▶ **Görev koşulları**
Bağışlama üzerine olan metni lütfen baştan sona, hiçbir değişiklik yapmadan tekrar yaz.

▶ **Kaynak metin**
◆ ◆ ◆

Hangi bağışlama? Devlet malı yer değiştirdi!

Bizi gücendirmiş olan kişileri nasıl bağışlarız?

Bir gün bilge, öğrencisine boş bir çuvalla bir sepet patates verdi. “Son zamanlarda sana olumsuz bir davranışta bulunmuş yada söylemiş olan herkesi düşün, özellikle de bağışlayamadıklarını. Her birinin ismini bir patatesin üstüne yazıp çuvalın içine koy.”

Öğrenci işe birkaç isimle başladıysa da, kısa sürede çuvalı patatesle dolup taştı.

“Çuvalı bir hafta boyunca gittiğin her yere beraberinde götür” dedi bilge. “Sonra bunun üzerinde konuşalım.”

Başlangıçta öğrenci çuval hakkında hiçbir şey düşünmedi. Onu taşımanın özel bir zorluğu yoktu. Fakat bir süre sonra bu iş giderek bir yüke dönüşmeye, onu her yere taşımak zor gelmeye başladı. Çuvalın ağırlığı değişmediği halde, zaman geçtikçe onu taşımak daha fazla çaba gerektirir oldu.

◆ ◆ ◆

▶ **Kaydedilen veriler**
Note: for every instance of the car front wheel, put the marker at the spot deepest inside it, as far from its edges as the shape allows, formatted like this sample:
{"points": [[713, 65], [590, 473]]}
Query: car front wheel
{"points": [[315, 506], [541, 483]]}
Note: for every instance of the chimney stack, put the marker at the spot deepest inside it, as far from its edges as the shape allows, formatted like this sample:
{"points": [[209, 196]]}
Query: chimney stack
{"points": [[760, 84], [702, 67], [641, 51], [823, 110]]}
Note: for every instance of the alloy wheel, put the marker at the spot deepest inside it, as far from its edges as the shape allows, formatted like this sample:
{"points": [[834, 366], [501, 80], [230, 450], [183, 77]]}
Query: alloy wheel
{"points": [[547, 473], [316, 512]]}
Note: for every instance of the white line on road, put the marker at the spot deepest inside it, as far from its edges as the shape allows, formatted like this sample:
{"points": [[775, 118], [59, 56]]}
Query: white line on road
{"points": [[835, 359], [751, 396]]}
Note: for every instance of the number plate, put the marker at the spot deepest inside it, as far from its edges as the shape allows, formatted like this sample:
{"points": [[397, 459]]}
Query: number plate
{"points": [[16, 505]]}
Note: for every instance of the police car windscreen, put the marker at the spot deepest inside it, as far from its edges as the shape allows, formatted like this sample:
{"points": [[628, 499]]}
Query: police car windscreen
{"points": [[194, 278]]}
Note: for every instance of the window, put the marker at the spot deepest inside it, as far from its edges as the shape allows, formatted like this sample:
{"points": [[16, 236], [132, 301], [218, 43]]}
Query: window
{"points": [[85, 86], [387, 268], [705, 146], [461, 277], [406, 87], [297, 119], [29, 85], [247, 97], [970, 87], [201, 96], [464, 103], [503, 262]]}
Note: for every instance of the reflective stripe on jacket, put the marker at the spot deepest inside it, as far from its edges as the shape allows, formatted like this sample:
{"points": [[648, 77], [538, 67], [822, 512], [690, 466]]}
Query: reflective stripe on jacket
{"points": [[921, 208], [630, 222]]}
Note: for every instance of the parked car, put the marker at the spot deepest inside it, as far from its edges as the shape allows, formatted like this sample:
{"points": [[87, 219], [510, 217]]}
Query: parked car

◆ ◆ ◆

▶ **Alıştırmanın çözümü**
Hangi bağışlama? Devlet malı yer değiştirdi!

Bizi gücendirmiş olan kişileri nasıl bağışlarız?

Bir gün bilge, öğrencisine boş bir çuvalla bir sepet patates verdi. “Son zamanlarda sana olumsuz bir davranışta bulunmuş yada söylemiş olan herkesi düşün, özellikle de bağışlayamadıklarını. Her birinin ismini bir patatesin üstüne yazıp çuvalın içine koy.”

Öğrenci işe birkaç isimle başladıysa da, kısa sürede çuvalı patatesle dolup taştı.

“Çuvalı bir hafta boyunca gittiğin her yere beraberinde götür” dedi bilge. “Sonra bunun üzerinde konuşalım.”

Başlangıçta öğrenci çuval hakkında hiçbir şey düşünmedi. Onu taşımanın özel bir zorluğu yoktu. Fakat bir süre sonra bu iş giderek bir yüke dönüşmeye, onu her yere taşımak zor gelmeye başladı. Çuvalın ağırlığı değişmediği halde, zaman geçtikçe onu taşımak daha fazla çaba gerektirir oldu.